**Text**:
I Can’t Give These Comics Away

I recently received an email message from a good friend that indicated he had just powered his way through the entire run of Y: The Last Man over the course of a weekend. He told me that the story had “hit him in the bones.” A comic book had affected him that much. He loved it and was craving more. Now this wouldn’t be such a big event, but the friend in question wasn’t nor had he ever been a big comic book fan. He was of course well aware of my love of comics and apparently he wanted to share with me this the fact that he had partaken of the art form in all its glory. Simply put, he wanted me to know that he now “got it” and was now seeking out the next series of books in which to completely immerse himself. I’d never pushed comics on the guy, but I like to think I had a little something to do with his openness to the medium, if only because I’d always been so outspoken about my own adoration of comics. A new fan was born. A convert. And I liked that.

This exchange reminded me how much I like exposing people to comics, especially those people who never thought they’d be reading comics in the first place. Every Christmas I enjoy the task of finding just the right graphic novel or comic to give to the people on my list who I see as fans who just don’t know it yet. There’s something special about that moment when you realize that someone who wasn’t previously a fan is now one. So many people judge comics for what they think they are as opposed to what they really are. And many people judge comics without ever having read one in the first place.

That email message of newly found comic book appreciation from my pal also reminded me of an episode some years back, a moment in my life that can best be described as my own peculiar and perhaps misguided effort to turn on complete strangers to the wonders of comics. It was some time around 2008 and I was going through one of those phases where I was feeling compelled to get rid of some of my comics. Every so often I get the urge to purge, to lighten the comic collection load. I find myself looking at my collection and can’t help but see issues that I know I’ll never read again. But the question of what to do with “unwanted” books is always there. You can’t sell them. Be nice if they were worth something on EBay, but that’s just not the case. Do you donate them? That’s always an option. Recycle? Maybe. But as I was looking at the stacks of soon-to-be-discarded books, I realized that I wanted to find a way to get them in the hands of people who wouldn’t otherwise read them. I wanted my castoff comics in the hands of non-fans who I imagined would read them and in effect become new comic fans. I wanted to spread the love.

**Problem set**:
- a) In the comics essay, swap "Christmas" for "birthday" and give the passage starting at "This exchange reminded" and ending at "one in the first place.".
- b) Which comic series did the friend in the comics essay read through over a single weekend?
- c) Take the essay about giving away comics further, picking up after its final sentence.

**Information given**:
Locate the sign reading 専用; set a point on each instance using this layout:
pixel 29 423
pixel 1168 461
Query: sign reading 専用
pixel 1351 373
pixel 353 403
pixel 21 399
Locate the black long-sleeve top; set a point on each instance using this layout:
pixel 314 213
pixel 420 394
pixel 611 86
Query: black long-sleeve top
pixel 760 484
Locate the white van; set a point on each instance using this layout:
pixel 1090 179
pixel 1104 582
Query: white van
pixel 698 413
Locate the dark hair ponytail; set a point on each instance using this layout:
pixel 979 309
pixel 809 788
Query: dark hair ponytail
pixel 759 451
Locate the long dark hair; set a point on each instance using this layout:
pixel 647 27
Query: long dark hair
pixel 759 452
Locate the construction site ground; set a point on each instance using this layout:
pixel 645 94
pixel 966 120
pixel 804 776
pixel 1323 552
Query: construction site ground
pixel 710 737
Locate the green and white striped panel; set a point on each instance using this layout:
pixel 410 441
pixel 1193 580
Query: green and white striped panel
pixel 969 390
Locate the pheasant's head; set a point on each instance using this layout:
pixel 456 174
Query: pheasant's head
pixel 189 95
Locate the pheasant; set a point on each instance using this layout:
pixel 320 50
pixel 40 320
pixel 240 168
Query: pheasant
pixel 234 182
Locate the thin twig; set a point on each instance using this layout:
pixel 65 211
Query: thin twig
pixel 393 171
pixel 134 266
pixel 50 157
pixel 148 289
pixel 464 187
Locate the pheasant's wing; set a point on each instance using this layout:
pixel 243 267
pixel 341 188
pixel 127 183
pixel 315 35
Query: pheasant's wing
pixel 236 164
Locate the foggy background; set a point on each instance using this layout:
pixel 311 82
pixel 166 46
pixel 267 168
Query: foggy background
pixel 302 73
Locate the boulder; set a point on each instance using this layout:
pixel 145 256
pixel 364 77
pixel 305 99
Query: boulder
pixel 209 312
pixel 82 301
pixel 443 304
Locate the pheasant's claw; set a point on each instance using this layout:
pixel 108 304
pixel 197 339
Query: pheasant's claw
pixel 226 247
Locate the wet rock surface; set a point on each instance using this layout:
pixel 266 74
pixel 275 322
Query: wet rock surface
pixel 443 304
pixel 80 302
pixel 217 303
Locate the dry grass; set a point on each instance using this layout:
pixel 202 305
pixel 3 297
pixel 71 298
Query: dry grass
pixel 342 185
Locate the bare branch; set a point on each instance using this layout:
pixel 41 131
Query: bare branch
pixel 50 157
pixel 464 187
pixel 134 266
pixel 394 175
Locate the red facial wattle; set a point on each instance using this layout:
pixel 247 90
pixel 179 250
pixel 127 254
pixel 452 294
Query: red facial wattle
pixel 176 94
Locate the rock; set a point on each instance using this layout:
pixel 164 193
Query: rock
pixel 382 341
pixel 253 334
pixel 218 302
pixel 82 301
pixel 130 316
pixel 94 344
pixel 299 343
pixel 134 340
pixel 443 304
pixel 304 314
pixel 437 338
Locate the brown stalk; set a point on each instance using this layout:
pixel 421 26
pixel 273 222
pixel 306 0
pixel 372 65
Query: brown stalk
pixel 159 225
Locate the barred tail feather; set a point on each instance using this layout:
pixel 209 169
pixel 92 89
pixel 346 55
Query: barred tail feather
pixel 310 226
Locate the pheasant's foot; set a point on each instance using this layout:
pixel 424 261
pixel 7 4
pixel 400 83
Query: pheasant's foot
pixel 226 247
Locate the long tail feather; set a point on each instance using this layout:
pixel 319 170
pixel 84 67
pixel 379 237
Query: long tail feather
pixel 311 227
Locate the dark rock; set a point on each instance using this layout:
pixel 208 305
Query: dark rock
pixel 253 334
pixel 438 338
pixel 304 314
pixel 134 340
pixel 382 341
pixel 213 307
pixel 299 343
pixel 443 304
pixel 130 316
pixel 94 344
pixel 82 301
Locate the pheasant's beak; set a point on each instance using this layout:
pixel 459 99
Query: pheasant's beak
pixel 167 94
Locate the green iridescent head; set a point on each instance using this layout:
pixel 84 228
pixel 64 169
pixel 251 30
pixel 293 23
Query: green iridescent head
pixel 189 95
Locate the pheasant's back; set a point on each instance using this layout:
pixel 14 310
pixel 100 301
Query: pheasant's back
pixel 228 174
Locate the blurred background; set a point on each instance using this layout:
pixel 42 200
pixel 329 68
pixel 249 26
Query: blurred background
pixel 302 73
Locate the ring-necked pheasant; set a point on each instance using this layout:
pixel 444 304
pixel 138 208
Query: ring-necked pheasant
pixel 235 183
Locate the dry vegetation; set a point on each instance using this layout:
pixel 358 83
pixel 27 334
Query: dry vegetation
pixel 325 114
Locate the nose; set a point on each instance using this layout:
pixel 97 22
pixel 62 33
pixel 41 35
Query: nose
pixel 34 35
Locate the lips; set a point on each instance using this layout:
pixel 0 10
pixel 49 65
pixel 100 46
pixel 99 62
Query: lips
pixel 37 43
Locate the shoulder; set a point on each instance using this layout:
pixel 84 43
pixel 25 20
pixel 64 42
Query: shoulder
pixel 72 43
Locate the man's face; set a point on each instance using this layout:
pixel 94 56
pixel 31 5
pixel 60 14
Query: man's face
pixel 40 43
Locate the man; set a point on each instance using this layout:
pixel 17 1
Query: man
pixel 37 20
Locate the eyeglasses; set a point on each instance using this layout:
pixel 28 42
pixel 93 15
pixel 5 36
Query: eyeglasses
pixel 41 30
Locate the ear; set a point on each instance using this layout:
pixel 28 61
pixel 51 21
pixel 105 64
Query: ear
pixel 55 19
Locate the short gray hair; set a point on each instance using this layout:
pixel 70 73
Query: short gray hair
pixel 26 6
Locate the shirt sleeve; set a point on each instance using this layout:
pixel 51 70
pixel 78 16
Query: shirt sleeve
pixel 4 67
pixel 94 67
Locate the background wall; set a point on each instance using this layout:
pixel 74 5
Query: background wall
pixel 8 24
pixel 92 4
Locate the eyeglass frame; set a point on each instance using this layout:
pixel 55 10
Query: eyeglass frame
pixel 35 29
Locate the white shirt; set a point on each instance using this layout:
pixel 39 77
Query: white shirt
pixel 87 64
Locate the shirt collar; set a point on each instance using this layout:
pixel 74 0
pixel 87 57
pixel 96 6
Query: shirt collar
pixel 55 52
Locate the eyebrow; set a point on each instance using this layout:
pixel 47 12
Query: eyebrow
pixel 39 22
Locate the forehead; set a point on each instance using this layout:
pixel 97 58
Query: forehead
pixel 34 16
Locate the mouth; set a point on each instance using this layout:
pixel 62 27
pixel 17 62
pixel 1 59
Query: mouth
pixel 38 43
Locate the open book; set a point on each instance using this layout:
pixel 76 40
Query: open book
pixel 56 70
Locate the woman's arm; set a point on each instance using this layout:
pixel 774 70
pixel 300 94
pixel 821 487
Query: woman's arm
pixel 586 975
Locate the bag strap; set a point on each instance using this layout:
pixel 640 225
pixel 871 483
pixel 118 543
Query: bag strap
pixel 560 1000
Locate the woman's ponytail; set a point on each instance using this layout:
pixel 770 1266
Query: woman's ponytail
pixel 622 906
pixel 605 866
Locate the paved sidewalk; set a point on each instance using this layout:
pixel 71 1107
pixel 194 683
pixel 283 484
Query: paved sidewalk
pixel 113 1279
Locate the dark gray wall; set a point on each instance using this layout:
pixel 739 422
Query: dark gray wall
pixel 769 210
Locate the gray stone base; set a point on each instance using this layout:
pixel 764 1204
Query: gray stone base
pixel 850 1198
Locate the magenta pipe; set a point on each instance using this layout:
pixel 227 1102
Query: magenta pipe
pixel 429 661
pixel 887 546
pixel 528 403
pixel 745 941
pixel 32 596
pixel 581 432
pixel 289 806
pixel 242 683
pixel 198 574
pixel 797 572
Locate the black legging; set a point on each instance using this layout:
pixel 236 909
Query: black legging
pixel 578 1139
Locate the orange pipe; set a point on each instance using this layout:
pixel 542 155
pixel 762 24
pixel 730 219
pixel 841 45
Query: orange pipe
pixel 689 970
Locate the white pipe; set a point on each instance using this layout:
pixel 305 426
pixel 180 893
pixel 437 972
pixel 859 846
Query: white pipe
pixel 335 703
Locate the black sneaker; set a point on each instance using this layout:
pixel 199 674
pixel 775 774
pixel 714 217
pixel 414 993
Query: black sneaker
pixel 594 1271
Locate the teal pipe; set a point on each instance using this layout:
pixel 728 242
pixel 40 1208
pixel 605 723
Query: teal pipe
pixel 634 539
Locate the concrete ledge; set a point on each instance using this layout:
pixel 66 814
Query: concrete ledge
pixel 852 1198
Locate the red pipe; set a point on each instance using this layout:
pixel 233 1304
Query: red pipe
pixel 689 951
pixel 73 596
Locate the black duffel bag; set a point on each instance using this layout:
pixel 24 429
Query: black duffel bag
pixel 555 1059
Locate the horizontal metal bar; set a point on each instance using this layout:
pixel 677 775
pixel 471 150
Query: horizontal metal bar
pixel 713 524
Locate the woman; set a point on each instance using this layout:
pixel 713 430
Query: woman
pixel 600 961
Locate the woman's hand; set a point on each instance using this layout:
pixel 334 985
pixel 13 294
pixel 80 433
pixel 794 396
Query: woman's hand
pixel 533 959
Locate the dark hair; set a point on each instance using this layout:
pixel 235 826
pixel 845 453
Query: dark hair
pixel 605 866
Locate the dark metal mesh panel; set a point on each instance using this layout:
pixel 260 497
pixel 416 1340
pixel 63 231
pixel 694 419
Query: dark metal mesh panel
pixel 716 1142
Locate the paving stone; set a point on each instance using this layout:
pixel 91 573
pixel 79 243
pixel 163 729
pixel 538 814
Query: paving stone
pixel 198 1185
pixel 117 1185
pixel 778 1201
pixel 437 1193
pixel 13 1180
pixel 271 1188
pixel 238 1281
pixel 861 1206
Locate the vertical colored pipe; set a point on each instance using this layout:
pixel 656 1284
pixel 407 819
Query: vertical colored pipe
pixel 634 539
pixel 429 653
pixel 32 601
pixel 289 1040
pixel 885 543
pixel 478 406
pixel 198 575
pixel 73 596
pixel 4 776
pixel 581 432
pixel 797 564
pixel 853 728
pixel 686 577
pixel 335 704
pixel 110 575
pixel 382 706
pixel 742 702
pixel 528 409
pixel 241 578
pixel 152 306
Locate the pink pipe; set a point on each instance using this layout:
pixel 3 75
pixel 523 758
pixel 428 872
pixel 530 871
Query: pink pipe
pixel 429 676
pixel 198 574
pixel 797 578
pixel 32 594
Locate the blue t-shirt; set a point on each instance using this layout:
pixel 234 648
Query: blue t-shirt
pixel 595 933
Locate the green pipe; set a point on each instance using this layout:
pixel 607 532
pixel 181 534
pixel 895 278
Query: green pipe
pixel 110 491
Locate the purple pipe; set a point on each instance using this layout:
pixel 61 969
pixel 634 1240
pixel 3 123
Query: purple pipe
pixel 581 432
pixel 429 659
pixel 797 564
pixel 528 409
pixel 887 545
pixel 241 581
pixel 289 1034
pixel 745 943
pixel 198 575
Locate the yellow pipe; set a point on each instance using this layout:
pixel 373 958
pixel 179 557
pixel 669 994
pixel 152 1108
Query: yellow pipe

**Outputs**:
- a)
This exchange reminded me how much I like exposing people to comics, especially those people who never thought they’d be reading comics in the first place. Every birthday I enjoy the task of finding just the right graphic novel or comic to give to the people on my list who I see as fans who just don’t know it yet. There’s something special about that moment when you realize that someone who wasn’t previously a fan is now one. So many people judge comics for what they think they are as opposed to what they really are. And many people judge comics without ever having read one in the first place.

- b) Y: The Last Man

- c)
Thus began a process, a scheme if you will, to scatter my comics around the greater Los Angeles area like some sort of comic book Johnny Appleseed. It’s a little bit insane, I know. I have a theory and it goes something like this: You can look back at almost any moment in your life and the question “What was I thinking?” will almost always be appropriate. This definitely falls into the category of confusing retrospection. I don’t know why I was so compelled, to be perfectly honest, but I was on a mission of sorts, crazy as it was. Nevertheless, here’s what I was thinking at the time: I would simply place random comics in a series locations where people congregate i.e. coffee shops, Laundromats, fast food restaurants, etc. It wasn’t rocket science. The idea was that people would pick up a free comic, be so enthralled by what they read and then seek out more of these beloved books. It was basically a “free sample” model that 2008 me thought would serve to both lighten my comic book load and at the same time exponentially increase comics fandom.  I guess I believed that the world could love comics the way I loved comics; they just needed to be exposed to them. Why couldn’t every day be Free Comic Book Day?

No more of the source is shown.